A run of records
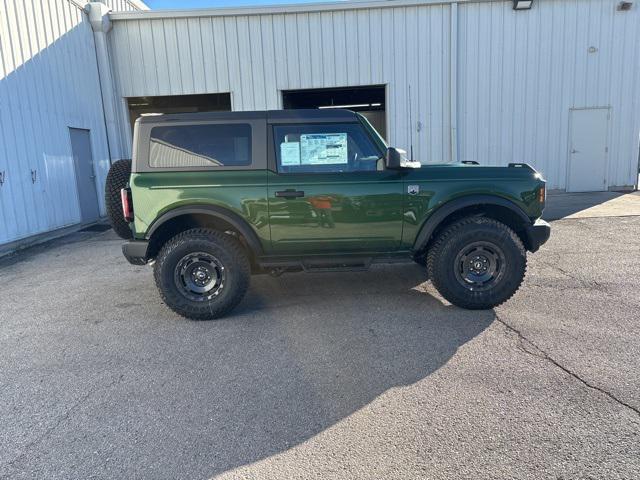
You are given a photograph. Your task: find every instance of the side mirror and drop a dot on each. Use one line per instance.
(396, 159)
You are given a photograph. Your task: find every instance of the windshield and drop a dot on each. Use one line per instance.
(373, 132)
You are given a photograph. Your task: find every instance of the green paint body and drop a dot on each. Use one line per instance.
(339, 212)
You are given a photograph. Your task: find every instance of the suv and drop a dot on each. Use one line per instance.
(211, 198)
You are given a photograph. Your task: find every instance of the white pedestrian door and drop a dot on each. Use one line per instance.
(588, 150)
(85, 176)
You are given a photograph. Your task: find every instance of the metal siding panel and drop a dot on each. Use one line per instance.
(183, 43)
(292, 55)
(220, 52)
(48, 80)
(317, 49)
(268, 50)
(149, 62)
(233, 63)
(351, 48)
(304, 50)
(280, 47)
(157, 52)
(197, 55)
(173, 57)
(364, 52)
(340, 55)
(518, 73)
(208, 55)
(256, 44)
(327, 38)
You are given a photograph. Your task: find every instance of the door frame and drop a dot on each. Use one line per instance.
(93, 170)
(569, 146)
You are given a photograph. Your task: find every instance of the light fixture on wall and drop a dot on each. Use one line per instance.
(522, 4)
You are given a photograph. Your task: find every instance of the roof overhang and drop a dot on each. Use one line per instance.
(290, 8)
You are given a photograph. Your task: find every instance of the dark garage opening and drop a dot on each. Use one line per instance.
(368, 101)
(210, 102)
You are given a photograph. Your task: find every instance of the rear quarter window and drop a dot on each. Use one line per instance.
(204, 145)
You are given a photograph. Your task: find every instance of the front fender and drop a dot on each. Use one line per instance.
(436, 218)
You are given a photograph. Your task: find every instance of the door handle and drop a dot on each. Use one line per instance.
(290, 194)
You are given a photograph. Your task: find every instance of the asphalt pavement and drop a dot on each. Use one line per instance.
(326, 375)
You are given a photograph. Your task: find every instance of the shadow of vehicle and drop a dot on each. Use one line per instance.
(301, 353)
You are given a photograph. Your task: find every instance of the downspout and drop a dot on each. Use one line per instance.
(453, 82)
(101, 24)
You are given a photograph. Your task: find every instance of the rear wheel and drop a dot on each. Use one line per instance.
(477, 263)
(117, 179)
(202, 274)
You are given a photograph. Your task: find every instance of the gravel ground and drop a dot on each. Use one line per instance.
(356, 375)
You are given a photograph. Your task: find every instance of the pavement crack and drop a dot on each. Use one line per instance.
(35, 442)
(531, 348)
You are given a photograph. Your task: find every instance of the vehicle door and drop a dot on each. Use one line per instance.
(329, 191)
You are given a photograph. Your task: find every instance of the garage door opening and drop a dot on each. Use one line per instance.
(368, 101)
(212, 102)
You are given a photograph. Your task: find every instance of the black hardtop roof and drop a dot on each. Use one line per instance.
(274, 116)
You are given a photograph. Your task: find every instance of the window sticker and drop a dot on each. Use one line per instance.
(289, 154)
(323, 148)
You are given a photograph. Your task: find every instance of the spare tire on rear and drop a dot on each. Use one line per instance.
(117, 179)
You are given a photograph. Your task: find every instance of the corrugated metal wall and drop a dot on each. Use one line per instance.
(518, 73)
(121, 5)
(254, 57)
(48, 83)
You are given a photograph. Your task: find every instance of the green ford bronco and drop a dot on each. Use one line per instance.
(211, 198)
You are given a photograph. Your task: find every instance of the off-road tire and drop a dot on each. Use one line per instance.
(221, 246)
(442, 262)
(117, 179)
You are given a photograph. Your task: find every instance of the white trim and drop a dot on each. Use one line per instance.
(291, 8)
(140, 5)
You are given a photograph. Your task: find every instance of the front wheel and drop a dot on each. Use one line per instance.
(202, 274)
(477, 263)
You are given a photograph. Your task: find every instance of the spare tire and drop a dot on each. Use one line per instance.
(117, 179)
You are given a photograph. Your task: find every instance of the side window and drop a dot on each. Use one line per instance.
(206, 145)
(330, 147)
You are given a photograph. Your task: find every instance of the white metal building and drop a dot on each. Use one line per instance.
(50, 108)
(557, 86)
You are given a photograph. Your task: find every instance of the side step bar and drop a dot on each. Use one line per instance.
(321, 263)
==
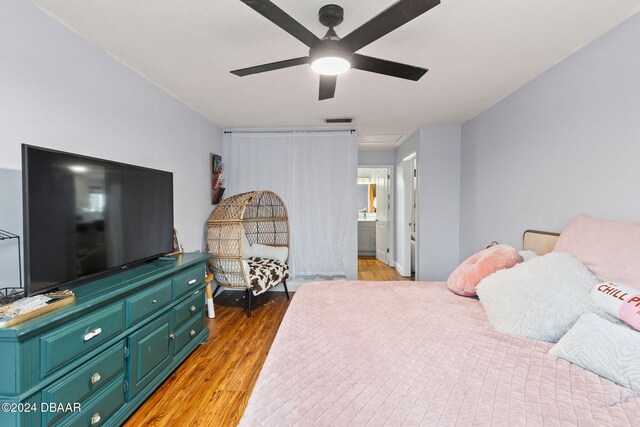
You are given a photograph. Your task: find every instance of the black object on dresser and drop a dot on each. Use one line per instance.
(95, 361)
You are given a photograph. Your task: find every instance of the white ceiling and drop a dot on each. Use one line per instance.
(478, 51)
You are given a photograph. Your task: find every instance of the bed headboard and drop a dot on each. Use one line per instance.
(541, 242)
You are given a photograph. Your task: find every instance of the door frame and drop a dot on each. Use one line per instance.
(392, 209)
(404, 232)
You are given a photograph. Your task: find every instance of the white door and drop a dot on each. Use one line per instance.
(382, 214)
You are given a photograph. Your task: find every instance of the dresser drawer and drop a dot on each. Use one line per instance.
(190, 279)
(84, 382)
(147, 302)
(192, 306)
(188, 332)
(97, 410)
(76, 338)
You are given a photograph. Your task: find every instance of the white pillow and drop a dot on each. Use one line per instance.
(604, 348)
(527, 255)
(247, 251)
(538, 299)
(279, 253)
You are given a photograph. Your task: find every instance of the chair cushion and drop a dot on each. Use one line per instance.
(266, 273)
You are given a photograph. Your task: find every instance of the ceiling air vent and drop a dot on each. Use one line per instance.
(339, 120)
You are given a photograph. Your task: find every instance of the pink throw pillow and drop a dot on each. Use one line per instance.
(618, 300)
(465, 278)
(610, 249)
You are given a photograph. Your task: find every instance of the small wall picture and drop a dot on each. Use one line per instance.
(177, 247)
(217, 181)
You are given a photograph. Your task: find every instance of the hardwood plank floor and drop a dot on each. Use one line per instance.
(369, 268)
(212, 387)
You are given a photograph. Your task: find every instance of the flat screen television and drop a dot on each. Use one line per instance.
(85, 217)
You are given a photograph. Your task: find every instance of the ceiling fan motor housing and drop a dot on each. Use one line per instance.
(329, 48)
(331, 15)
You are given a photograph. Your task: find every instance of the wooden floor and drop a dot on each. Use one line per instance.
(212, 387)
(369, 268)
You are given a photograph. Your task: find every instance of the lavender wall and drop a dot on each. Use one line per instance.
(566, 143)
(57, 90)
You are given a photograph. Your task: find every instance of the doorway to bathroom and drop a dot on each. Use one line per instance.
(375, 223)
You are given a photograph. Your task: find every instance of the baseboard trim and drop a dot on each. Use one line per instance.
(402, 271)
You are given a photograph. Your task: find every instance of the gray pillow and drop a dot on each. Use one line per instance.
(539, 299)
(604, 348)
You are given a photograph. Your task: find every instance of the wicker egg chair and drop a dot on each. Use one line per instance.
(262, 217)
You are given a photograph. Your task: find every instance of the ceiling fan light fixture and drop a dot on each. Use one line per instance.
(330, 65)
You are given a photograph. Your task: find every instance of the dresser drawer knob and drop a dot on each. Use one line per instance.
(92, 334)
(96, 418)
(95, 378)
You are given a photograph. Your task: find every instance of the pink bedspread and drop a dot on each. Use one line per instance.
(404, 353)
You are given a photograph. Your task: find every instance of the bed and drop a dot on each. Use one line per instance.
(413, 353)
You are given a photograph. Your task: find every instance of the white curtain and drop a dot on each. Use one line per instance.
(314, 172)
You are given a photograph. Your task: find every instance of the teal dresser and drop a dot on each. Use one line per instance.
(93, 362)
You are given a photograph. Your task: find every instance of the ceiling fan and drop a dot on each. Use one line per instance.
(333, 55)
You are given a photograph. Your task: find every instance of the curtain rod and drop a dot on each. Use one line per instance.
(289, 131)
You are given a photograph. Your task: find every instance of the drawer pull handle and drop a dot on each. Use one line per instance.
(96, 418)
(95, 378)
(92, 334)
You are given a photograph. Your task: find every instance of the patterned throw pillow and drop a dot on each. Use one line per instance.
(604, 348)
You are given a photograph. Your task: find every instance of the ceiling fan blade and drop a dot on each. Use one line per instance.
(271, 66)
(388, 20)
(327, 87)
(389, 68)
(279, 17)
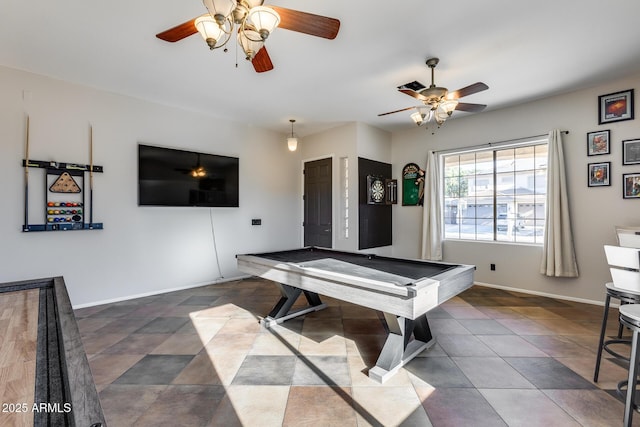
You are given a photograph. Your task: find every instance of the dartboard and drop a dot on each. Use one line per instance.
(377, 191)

Short task: Please report every line of the records above that contains the string "vehicle".

Solution below:
You are given a photograph. Your task: find every instance of the shadow of vehicle and drop a dot on each. Use one line per instance.
You are given a photograph. Your task: find every instance of the vehicle door and drop a dot on each. Use one line per instance.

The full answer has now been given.